### ЗАДАЧА 1
Отредактируйте фрагмент о литературном произведении: перепишите отрезок от «Но все же хотелось» до «познавательном плане аналоги.», заменив «дилемму» на «проблему».
### ЗАДАЧА 2
Продолжите фрагмент о литературном произведении, начав сразу после его последнего предложения.

### ФРАГМЕНТ ТЕКСТА
--------------------

С другой стороны, само разбиение текста на атомы обращает его как бы в труп. Примерно так же, как это происходит при анатомировании живого организма, с той единственной разницей, что смерть литературного произведения обратима, и после его может «воскресить» обычное прочтение с точки зрения как его особенностей, так и заданных в культурном плане императивами «включения в сознание». С концепцией же «костяка» или «схемы» можно согласиться только в том случае, если принять, что есть такой «костяк», который под воздействием читательского восприятия может удлиняться или сокращаться, упрощаться или разветвляться; приобретать или утрачивать четкую выраженность структуры в личностных «отступлениях». Одним словом, этот «костяк» – такая «схема», что из нее можно приготовить изысканное блюдо или яд, прекрасный цветок или чертополох. С такой концепцией «схемы» можно и согласиться. Впрочем, создатели этого проекта исходили не из нее. Если ее принять, то вся параллель со скелетами, которые чисто механически обложены «мясом» читательских переживаний и постижений, утрачивает первоначальный смысл.

Но все же хотелось бы по возможности отчетливее представить дилемму: есть ли литературное произведение нечто наподобие «открытого» тематического теста для изучения ассоциаций, наподобие карт Роршаха или Thematic Apperception Test[30]; или же это – замкнутая в себе, хотя и очень сложная структура? Постараемся показать, что существование альтернативы такого рода – кажущееся: в той мере, в какой обе приведенные наглядные модели не отвечают полностью требованиям методологии. Но есть другая область точных наук, которая даст нам более результативные в познавательном плане аналоги.

--------------------

### Записи набора данных
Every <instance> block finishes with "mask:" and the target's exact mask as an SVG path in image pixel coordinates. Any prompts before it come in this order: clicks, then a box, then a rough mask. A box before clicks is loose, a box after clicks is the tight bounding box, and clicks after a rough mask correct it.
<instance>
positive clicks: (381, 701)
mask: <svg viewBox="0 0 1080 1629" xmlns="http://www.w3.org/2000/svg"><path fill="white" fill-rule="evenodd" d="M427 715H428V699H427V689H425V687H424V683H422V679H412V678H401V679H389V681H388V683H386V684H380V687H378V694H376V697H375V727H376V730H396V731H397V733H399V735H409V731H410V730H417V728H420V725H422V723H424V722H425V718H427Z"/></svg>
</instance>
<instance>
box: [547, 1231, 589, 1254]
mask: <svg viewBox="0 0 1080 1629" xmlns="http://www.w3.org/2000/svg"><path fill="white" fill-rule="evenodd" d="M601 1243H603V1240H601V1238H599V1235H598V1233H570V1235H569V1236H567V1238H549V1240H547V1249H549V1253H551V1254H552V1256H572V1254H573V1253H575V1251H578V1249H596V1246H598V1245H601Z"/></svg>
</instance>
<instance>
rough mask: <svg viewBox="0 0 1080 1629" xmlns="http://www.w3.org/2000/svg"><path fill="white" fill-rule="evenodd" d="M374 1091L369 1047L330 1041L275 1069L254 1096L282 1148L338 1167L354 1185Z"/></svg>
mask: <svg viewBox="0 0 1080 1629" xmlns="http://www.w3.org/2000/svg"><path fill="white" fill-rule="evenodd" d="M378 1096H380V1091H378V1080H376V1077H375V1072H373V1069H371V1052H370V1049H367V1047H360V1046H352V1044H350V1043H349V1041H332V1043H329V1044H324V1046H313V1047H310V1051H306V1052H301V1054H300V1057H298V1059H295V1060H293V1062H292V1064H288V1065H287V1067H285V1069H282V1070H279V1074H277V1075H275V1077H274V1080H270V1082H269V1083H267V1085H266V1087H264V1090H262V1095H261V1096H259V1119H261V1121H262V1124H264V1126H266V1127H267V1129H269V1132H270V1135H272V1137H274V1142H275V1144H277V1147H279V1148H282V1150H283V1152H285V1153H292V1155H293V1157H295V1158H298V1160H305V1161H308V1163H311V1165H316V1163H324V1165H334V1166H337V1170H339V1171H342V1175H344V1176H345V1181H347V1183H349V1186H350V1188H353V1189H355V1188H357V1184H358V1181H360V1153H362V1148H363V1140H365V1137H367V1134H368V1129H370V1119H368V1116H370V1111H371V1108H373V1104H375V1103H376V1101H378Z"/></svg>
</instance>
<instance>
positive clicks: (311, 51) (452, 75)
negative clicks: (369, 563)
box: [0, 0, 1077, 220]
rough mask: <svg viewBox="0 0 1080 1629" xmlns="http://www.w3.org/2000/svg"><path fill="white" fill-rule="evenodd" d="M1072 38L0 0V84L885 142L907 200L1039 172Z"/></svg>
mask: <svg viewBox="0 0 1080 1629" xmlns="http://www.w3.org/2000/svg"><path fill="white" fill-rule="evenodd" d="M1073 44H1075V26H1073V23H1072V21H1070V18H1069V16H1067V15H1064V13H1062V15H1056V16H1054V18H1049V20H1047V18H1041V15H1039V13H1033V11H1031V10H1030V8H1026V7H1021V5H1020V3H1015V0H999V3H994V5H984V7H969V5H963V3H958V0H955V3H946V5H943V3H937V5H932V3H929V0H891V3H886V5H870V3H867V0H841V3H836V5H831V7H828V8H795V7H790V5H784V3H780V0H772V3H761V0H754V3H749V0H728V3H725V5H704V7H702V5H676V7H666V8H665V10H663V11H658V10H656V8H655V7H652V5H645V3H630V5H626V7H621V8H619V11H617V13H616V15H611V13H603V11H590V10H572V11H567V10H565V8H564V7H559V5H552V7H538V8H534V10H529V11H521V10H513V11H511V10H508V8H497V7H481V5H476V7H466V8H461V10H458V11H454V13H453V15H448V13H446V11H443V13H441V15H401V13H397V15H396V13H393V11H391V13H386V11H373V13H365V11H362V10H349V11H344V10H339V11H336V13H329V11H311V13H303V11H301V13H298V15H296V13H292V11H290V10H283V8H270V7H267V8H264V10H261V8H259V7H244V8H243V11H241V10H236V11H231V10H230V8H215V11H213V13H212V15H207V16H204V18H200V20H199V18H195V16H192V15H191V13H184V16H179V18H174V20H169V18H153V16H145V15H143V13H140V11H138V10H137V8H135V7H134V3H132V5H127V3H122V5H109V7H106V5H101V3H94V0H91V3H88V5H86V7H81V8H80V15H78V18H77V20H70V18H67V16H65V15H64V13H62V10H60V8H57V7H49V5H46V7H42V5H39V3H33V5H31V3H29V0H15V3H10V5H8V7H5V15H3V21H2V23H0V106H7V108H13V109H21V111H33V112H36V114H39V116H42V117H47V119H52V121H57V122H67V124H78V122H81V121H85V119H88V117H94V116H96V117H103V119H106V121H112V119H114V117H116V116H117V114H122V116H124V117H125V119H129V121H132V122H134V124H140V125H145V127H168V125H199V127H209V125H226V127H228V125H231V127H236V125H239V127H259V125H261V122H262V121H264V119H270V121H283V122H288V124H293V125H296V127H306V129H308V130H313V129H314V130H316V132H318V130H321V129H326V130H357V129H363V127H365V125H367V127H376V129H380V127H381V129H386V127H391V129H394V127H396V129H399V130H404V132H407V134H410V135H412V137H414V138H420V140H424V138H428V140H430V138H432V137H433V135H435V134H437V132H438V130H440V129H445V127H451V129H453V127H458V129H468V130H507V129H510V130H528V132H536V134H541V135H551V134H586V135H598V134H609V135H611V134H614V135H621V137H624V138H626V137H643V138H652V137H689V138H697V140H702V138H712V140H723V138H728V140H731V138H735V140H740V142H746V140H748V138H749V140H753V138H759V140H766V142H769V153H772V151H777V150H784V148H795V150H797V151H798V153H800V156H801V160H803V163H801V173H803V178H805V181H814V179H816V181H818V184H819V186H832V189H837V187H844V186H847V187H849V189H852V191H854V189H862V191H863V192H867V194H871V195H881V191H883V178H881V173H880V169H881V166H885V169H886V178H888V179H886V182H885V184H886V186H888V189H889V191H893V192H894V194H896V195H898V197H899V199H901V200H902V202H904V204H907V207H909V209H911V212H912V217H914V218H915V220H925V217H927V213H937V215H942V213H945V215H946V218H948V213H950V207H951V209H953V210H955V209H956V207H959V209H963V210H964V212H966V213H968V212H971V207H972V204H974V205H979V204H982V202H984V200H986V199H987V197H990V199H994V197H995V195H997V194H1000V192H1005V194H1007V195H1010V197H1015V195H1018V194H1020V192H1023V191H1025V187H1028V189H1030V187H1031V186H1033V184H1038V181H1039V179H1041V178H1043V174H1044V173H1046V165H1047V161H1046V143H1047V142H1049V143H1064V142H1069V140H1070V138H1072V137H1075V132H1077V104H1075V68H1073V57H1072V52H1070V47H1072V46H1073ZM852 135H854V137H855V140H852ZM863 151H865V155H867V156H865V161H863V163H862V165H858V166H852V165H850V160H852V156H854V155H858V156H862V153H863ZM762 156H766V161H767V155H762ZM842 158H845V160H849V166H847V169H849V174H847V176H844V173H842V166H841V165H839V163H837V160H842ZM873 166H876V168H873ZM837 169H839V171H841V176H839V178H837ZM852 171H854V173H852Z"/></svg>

--------------------

### РЕЗУЛЬТАТ 1
Но все же хотелось бы по возможности отчетливее представить проблему: есть ли литературное произведение нечто наподобие «открытого» тематического теста для изучения ассоциаций, наподобие карт Роршаха или Thematic Apperception Test[30]; или же это – замкнутая в себе, хотя и очень сложная структура? Постараемся показать, что существование альтернативы такого рода – кажущееся: в той мере, в какой обе приведенные наглядные модели не отвечают полностью требованиям методологии. Но есть другая область точных наук, которая даст нам более результативные в познавательном плане аналоги.

### РЕЗУЛЬТАТ 2
А именно – такой в целом плодотворной для нас областью служат прежде всего экологические, а вместе с ними и эволюционные исследовательские установки. Оригинальные литературные произведения – это как бы «мутанты» в рамках литературных «видов», подверженные многим трудностям в процессах адаптации к той среде, в которой им приходится жить. Однако отношение к среде у этих «мутантов» обратное по сравнению с тем, которое господствует в биологии: там организмы так или иначе приспосабливаются к среде, остающейся неизменной на протяжении значительных отрезков времени. Здесь – среда должна приспосабливаться к проникающим в нее новым «художественным системам».

 

Разоблаченный шедевр

 

Произведение, ярко отличное от тех, что были до него, прежде всего вызывает неоднозначные, даже диаметрально противоположные оценки. Иными словами, на него смотрят приблизительно так, как темной ночью на какой-то силуэт с непонятными очертаниями. Одни видят в нем присевшую на корточки человеческую фигуру, другие – стаю прижавшихся друг к другу крупных птиц. Третьи разглядят тут демонов или ангелов. Подобный разброс оценок, вызванных появлением «мутанта», объясняется тем, что такие разнообразные «вещи», «структуры», «значения» и «отнесения» усматривали в этом «мутанте» различные наблюдатели. Состояние разброса может продолжаться, вообще говоря, долго. Только после этого оценка стабилизируется, то есть устанавливаются некоторые (не обязательно эксплицитно и четко именуемые) способы восприятия, «точки зрения», признаваемые за «правильные», и повсеместно признанным становится некий арсенал «надлежащих» способов включения текста в сознание. Часто авторитеты, которые за несколько лет перед тем выступали против данного произведения, то есть воспринимали его через призму своего несогласия с системой предлагаемых в нем «практик» включения, затем из «престижных» соображений скрывают свои прошлые ошибки под доброжелательным молчанием. Это происходит, когда новая система наконец побеждает все другие, конкурировавшие с ней. Другое дело, правильно ли в самом деле говорить при этом об ошибках экспертов.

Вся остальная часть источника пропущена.